-- start of Excerpted data --
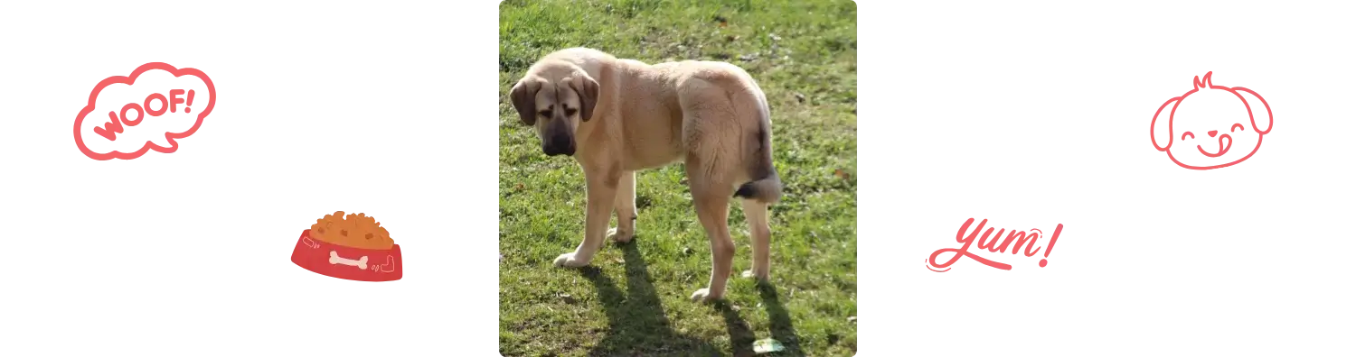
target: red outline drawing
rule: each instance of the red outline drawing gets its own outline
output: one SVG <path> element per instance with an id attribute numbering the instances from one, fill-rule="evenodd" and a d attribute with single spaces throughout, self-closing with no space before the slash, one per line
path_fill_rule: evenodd
<path id="1" fill-rule="evenodd" d="M 202 97 L 203 97 L 202 110 L 199 110 L 198 114 L 194 115 L 193 124 L 190 124 L 187 130 L 161 131 L 160 137 L 165 138 L 167 145 L 160 145 L 157 142 L 146 141 L 136 151 L 123 151 L 118 147 L 110 147 L 108 151 L 102 151 L 102 153 L 95 151 L 94 147 L 89 147 L 89 143 L 85 142 L 85 137 L 81 130 L 84 127 L 85 118 L 89 116 L 89 114 L 92 114 L 96 110 L 99 97 L 103 95 L 104 91 L 108 89 L 108 87 L 137 85 L 137 80 L 141 78 L 141 76 L 145 74 L 146 72 L 164 72 L 168 78 L 184 78 L 184 77 L 197 78 L 202 84 Z M 148 95 L 148 97 L 155 95 L 156 93 Z M 187 110 L 188 108 L 184 108 L 184 111 Z M 136 68 L 132 69 L 132 73 L 123 76 L 110 76 L 96 81 L 94 84 L 94 88 L 89 88 L 89 93 L 85 96 L 84 104 L 80 107 L 79 111 L 76 111 L 72 135 L 75 137 L 76 150 L 84 154 L 84 157 L 88 158 L 89 161 L 115 161 L 115 160 L 136 161 L 141 157 L 145 157 L 151 151 L 160 154 L 174 154 L 179 151 L 179 141 L 187 139 L 202 131 L 202 124 L 206 123 L 207 118 L 212 116 L 212 112 L 214 112 L 216 110 L 217 110 L 217 82 L 212 80 L 212 76 L 206 70 L 194 66 L 175 66 L 174 64 L 165 61 L 151 61 L 137 65 Z M 138 115 L 145 116 L 145 114 L 141 112 L 138 112 Z M 118 116 L 118 115 L 110 112 L 108 116 L 111 119 L 111 116 Z M 104 134 L 113 134 L 114 131 L 121 130 L 117 126 L 125 123 L 138 124 L 140 120 L 141 119 L 122 118 L 114 120 L 114 123 L 108 123 L 113 124 L 114 127 L 106 127 L 102 128 L 102 131 L 104 131 Z M 103 137 L 103 134 L 100 134 L 100 137 Z"/>

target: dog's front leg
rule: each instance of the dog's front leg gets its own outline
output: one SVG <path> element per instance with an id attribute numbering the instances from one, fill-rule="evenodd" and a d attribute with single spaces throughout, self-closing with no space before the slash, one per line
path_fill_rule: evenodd
<path id="1" fill-rule="evenodd" d="M 579 242 L 579 247 L 575 247 L 574 253 L 556 257 L 556 266 L 589 265 L 589 261 L 593 261 L 594 254 L 602 247 L 603 235 L 607 233 L 607 220 L 612 219 L 621 172 L 584 168 L 584 177 L 589 187 L 589 208 L 584 208 L 584 241 Z"/>

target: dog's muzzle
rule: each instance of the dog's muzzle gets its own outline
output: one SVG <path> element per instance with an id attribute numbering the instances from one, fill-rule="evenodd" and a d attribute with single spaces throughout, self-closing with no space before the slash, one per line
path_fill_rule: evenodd
<path id="1" fill-rule="evenodd" d="M 575 141 L 570 135 L 556 135 L 541 146 L 546 156 L 575 156 Z"/>

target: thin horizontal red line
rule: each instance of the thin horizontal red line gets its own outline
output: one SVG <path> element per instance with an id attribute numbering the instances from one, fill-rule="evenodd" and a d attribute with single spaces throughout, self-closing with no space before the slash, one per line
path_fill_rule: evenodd
<path id="1" fill-rule="evenodd" d="M 203 130 L 499 130 L 499 123 L 207 123 Z"/>
<path id="2" fill-rule="evenodd" d="M 499 95 L 442 95 L 442 93 L 373 93 L 373 95 L 270 95 L 270 93 L 221 93 L 217 96 L 222 108 L 274 110 L 274 108 L 423 108 L 461 110 L 498 108 Z"/>
<path id="3" fill-rule="evenodd" d="M 496 166 L 498 158 L 175 158 L 138 166 Z"/>
<path id="4" fill-rule="evenodd" d="M 499 138 L 358 138 L 358 137 L 201 137 L 191 145 L 217 146 L 273 146 L 273 145 L 386 145 L 386 146 L 450 146 L 498 145 Z"/>
<path id="5" fill-rule="evenodd" d="M 392 288 L 403 289 L 498 289 L 499 281 L 395 281 Z"/>
<path id="6" fill-rule="evenodd" d="M 1069 268 L 1351 268 L 1351 260 L 1052 260 Z"/>

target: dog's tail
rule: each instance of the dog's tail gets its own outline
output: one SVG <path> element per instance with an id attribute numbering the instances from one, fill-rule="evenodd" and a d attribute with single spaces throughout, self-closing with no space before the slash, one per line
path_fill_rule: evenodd
<path id="1" fill-rule="evenodd" d="M 735 191 L 735 197 L 773 204 L 781 199 L 782 185 L 781 177 L 777 176 L 777 168 L 772 165 L 772 120 L 767 103 L 762 96 L 758 99 L 761 107 L 758 108 L 761 116 L 758 128 L 754 130 L 746 146 L 751 149 L 747 151 L 747 162 L 749 177 L 753 181 L 739 185 L 739 189 Z"/>

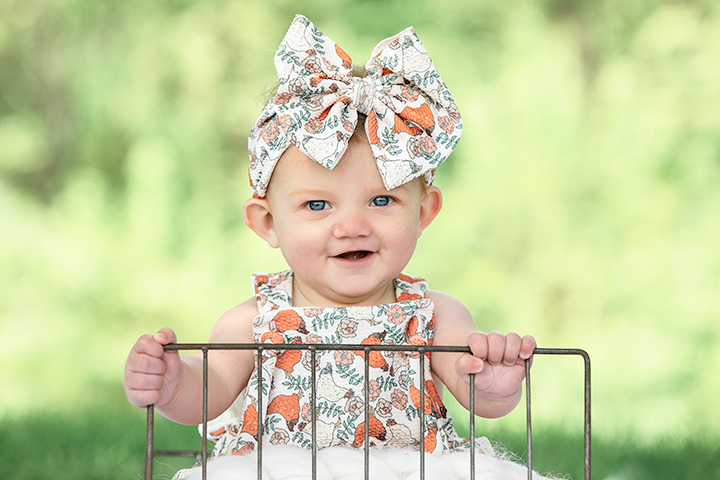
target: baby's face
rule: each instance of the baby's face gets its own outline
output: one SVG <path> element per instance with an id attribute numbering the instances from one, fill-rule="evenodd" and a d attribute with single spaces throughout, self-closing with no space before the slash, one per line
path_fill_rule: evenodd
<path id="1" fill-rule="evenodd" d="M 429 223 L 421 220 L 427 196 L 422 179 L 386 190 L 364 138 L 350 142 L 333 170 L 289 148 L 267 201 L 276 243 L 295 272 L 293 304 L 395 302 L 393 280 Z"/>

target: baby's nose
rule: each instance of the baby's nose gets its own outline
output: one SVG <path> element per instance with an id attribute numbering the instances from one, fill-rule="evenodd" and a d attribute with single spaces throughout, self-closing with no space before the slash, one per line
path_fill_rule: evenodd
<path id="1" fill-rule="evenodd" d="M 339 212 L 333 229 L 336 238 L 356 238 L 370 235 L 372 223 L 367 214 L 359 209 Z"/>

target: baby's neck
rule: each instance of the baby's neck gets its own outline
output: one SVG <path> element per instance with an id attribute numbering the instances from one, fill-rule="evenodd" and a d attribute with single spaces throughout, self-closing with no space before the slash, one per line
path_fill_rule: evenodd
<path id="1" fill-rule="evenodd" d="M 387 285 L 380 285 L 364 295 L 354 297 L 339 294 L 332 288 L 313 288 L 297 277 L 293 279 L 293 307 L 360 307 L 396 302 L 395 281 Z"/>

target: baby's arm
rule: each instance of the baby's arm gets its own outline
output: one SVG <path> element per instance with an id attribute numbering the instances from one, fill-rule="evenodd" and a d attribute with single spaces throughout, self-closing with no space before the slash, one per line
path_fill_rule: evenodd
<path id="1" fill-rule="evenodd" d="M 535 350 L 535 339 L 478 332 L 470 312 L 457 299 L 435 291 L 427 298 L 435 304 L 435 345 L 468 345 L 473 352 L 433 353 L 432 369 L 455 398 L 470 406 L 470 374 L 475 374 L 475 413 L 497 418 L 510 413 L 520 401 L 525 360 Z"/>
<path id="2" fill-rule="evenodd" d="M 255 299 L 229 310 L 215 323 L 211 343 L 252 343 Z M 164 351 L 175 343 L 175 333 L 163 328 L 143 335 L 125 363 L 125 393 L 137 407 L 155 404 L 165 417 L 178 423 L 202 422 L 202 353 L 182 355 Z M 208 418 L 224 412 L 237 398 L 254 368 L 252 350 L 211 350 L 208 353 Z"/>

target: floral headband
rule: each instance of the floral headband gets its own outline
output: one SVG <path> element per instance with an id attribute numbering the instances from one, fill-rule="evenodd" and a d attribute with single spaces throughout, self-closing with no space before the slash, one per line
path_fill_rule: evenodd
<path id="1" fill-rule="evenodd" d="M 358 114 L 383 183 L 392 190 L 424 176 L 450 155 L 462 133 L 455 101 L 412 27 L 380 42 L 365 65 L 297 15 L 275 53 L 280 87 L 250 130 L 250 185 L 265 196 L 280 156 L 294 145 L 332 169 L 345 153 Z"/>

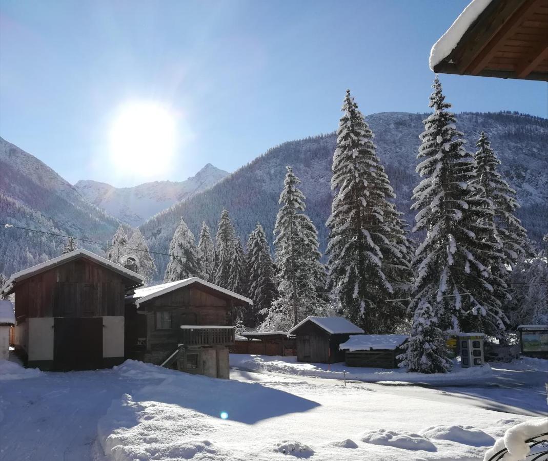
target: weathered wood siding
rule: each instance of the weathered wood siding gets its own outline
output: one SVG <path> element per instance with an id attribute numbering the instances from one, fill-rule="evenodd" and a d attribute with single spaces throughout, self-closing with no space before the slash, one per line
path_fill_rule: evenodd
<path id="1" fill-rule="evenodd" d="M 116 273 L 85 259 L 68 261 L 15 285 L 15 315 L 124 315 L 125 287 Z"/>

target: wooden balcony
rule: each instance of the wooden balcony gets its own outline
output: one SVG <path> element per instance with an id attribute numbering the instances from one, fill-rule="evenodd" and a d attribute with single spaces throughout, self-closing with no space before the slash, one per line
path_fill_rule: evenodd
<path id="1" fill-rule="evenodd" d="M 185 346 L 232 345 L 234 344 L 234 327 L 181 325 L 179 343 Z"/>

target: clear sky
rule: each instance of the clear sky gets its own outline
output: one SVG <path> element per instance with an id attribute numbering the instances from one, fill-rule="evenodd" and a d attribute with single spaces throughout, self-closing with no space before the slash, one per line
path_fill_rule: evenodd
<path id="1" fill-rule="evenodd" d="M 0 0 L 0 136 L 72 183 L 232 171 L 335 130 L 347 88 L 366 114 L 427 111 L 430 48 L 467 3 Z M 548 117 L 546 83 L 441 78 L 455 112 Z"/>

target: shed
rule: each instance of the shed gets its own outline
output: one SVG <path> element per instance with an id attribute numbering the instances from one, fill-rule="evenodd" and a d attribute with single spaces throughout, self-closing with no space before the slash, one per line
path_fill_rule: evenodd
<path id="1" fill-rule="evenodd" d="M 432 48 L 430 68 L 548 80 L 546 0 L 473 0 Z"/>
<path id="2" fill-rule="evenodd" d="M 90 370 L 124 360 L 124 297 L 141 275 L 79 249 L 14 274 L 14 345 L 29 366 Z"/>
<path id="3" fill-rule="evenodd" d="M 523 355 L 548 359 L 548 325 L 521 325 L 517 331 Z"/>
<path id="4" fill-rule="evenodd" d="M 355 335 L 340 346 L 351 367 L 397 368 L 407 335 Z"/>
<path id="5" fill-rule="evenodd" d="M 246 332 L 235 343 L 231 352 L 235 354 L 256 354 L 262 355 L 295 355 L 295 338 L 287 331 Z"/>
<path id="6" fill-rule="evenodd" d="M 229 378 L 236 307 L 251 299 L 191 277 L 125 298 L 127 356 L 214 378 Z"/>
<path id="7" fill-rule="evenodd" d="M 289 330 L 296 340 L 299 362 L 333 364 L 344 360 L 339 346 L 363 330 L 342 317 L 310 316 Z"/>
<path id="8" fill-rule="evenodd" d="M 13 304 L 7 299 L 0 299 L 0 360 L 9 358 L 10 332 L 15 324 Z"/>

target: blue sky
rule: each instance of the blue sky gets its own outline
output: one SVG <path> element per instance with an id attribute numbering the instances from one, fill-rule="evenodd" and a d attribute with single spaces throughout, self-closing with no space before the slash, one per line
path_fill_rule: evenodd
-- end of Excerpted data --
### Exercise brief
Reproduce only the lines running from the one that contains "target: blue sky" to the last line of the records.

### Response to the exercise
target: blue sky
rule: each instance of the blue sky gets its own outline
output: one SVG <path> element per instance with an id attribute numbering the instances from one, fill-rule="evenodd" and a d attribute with single spaces throughout, self-closing with no space before the slash, one per line
path_fill_rule: evenodd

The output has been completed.